### Task:
Among the entries below, count the lines that contain the word "sample". Respond with the count only.

### Record excerpts:
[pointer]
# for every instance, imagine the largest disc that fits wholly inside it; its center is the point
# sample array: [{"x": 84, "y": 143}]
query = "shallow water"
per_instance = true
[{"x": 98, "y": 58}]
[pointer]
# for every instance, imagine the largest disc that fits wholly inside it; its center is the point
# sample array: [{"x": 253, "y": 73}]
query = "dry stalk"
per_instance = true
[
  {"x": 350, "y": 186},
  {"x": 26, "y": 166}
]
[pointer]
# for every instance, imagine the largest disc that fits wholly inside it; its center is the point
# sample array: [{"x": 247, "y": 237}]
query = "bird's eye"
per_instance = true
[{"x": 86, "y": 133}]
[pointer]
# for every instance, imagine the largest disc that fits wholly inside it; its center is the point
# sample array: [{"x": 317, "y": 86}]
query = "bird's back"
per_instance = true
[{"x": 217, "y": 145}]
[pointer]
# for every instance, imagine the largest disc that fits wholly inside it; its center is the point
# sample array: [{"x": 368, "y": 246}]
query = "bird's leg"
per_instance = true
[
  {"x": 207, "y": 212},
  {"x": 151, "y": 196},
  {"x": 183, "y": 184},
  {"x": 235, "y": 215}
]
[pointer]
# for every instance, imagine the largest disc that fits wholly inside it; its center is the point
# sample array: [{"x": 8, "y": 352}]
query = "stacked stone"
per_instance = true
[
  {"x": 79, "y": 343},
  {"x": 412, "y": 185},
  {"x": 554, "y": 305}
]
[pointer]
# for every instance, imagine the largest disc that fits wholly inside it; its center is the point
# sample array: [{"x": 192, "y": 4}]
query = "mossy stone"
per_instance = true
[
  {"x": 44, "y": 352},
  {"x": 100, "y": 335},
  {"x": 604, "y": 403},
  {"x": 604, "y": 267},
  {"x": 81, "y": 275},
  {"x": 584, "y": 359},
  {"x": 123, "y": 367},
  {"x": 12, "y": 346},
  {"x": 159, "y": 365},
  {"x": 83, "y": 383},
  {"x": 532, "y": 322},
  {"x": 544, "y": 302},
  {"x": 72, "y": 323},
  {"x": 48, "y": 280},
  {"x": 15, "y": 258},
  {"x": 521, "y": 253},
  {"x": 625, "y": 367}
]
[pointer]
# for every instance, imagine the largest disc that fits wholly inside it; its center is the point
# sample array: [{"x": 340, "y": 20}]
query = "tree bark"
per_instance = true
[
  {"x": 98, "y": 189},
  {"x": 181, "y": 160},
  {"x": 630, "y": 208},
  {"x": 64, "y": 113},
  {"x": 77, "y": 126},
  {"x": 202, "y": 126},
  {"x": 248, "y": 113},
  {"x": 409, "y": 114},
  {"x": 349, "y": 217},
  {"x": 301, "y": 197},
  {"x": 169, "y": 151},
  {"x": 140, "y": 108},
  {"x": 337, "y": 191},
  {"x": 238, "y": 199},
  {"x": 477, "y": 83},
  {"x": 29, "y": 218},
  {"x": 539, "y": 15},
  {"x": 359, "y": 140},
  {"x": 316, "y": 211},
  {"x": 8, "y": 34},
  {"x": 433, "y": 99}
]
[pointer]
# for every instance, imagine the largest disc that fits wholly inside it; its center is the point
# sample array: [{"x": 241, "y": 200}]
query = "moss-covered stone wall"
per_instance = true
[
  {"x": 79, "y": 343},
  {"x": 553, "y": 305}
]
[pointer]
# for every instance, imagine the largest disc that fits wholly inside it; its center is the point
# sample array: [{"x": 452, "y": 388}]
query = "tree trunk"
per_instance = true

### Answer to the problem:
10